== Text shown ==
WCC regular season co-champions

NIT, First Round
- Conference: West Coast Conference
- Record: 25–9 (11–3 WCC)
- Head coach: Randy Bennett;
- Assistant coaches: Rick Croy; Adam Caporn; Eran Ganot;
- Home arena: McKeon Pavilion

= 2010–11 Saint Mary's Gaels men's basketball team =

American college basketball season

The 2010–11 Saint Mary's Gaels men's basketball team represented Saint Mary's College of California in the 2010–11 college basketball season. This was head coach Randy Bennett's tenth season at Saint Mary's. The Gaels competed in the West Coast Conference and played their home games at the McKeon Pavilion. They finished the season 25–9, 11–3 in WCC play to tie with Gonzaga for the regular season conference title. They advanced to the championship game of the 2011 West Coast Conference men's basketball tournament before losing to Gonzaga. As a regular season champion who failed to win their conference tournament, the Gaels earned an automatic bid in the 2011 National Invitation Tournament where they were upset in the first round by Kent State.
===
== Extracted material ==
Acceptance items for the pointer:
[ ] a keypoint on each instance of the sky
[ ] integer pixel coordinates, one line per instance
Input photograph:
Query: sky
===
== Extracted material ==
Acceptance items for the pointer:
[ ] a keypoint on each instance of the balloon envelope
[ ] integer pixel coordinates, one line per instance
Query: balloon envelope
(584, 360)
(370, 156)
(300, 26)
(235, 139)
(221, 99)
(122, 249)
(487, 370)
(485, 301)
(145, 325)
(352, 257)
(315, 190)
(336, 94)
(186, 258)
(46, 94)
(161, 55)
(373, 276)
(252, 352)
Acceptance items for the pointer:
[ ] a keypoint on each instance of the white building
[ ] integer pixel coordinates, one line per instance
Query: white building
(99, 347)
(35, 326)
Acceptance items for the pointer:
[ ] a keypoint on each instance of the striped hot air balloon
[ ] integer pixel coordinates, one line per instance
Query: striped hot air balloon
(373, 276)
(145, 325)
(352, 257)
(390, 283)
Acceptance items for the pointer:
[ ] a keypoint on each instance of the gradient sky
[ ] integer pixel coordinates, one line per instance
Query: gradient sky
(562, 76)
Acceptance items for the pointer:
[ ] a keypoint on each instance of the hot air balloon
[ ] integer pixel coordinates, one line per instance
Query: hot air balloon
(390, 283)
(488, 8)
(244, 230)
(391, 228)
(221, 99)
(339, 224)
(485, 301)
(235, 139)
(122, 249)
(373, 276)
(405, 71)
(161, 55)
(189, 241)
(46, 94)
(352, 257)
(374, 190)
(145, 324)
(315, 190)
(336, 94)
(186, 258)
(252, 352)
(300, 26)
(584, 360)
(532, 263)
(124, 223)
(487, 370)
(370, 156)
===
== Extracted material ==
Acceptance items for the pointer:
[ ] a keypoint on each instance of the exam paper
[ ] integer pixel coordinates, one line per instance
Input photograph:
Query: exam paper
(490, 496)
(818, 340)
===
• **What is asked**
Write out the full text about the 2010–11 Saint Mary's Gaels men's basketball team word for word, from its first line to its last.

• **Finished task**
WCC regular season co-champions

NIT, First Round
- Conference: West Coast Conference
- Record: 25–9 (11–3 WCC)
- Head coach: Randy Bennett;
- Assistant coaches: Rick Croy; Adam Caporn; Eran Ganot;
- Home arena: McKeon Pavilion

= 2010–11 Saint Mary's Gaels men's basketball team =

American college basketball season

The 2010–11 Saint Mary's Gaels men's basketball team represented Saint Mary's College of California in the 2010–11 college basketball season. This was head coach Randy Bennett's tenth season at Saint Mary's. The Gaels competed in the West Coast Conference and played their home games at the McKeon Pavilion. They finished the season 25–9, 11–3 in WCC play to tie with Gonzaga for the regular season conference title. They advanced to the championship game of the 2011 West Coast Conference men's basketball tournament before losing to Gonzaga. As a regular season champion who failed to win their conference tournament, the Gaels earned an automatic bid in the 2011 National Invitation Tournament where they were upset in the first round by Kent State.